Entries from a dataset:
>>>>
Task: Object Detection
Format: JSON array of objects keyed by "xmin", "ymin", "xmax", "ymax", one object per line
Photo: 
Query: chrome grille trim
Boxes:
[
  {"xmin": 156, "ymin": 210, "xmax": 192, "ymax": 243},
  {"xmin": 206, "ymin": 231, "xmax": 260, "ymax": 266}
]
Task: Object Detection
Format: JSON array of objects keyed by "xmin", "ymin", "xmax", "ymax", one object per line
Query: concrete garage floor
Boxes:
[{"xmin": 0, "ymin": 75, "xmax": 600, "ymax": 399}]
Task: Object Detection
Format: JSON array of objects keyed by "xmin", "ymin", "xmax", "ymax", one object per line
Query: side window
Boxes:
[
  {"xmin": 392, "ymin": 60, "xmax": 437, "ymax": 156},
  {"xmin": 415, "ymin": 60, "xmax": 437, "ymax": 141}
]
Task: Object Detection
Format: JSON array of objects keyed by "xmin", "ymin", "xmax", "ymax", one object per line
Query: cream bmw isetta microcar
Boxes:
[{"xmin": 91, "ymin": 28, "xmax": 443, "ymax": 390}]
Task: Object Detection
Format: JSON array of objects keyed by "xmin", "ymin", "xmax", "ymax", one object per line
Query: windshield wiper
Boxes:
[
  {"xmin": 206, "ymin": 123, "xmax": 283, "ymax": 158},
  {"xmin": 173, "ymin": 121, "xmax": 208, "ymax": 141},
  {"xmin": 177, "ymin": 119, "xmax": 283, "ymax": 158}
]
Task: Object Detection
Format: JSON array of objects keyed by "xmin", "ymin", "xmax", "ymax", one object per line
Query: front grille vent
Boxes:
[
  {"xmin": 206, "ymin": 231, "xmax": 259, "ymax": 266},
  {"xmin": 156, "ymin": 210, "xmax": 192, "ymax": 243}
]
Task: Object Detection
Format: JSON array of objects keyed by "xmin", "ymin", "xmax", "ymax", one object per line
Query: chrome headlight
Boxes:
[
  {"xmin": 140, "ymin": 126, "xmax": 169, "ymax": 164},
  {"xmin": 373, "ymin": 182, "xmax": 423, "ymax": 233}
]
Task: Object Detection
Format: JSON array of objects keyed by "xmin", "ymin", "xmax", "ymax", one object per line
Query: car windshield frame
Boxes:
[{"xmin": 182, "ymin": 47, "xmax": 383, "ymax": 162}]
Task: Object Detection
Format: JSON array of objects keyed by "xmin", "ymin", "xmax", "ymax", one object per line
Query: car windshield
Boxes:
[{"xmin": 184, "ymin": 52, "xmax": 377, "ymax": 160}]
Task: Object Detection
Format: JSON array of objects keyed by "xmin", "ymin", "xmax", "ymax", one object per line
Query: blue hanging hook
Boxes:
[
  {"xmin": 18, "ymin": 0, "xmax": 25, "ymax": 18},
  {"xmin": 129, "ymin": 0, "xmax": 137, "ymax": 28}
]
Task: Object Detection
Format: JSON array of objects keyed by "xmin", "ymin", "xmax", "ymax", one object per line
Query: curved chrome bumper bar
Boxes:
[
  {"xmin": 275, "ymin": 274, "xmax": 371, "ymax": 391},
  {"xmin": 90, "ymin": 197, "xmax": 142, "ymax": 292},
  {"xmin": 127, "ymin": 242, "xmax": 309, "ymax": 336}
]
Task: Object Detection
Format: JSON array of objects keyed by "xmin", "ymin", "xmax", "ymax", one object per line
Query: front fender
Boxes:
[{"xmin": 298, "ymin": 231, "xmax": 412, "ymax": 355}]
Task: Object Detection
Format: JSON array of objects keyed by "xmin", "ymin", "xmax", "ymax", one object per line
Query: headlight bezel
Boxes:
<<<<
Report how many lines of the data above contain the string "front", treating uppercase and lowercase letters as distinct, and give only the number.

■ Expected output ■
2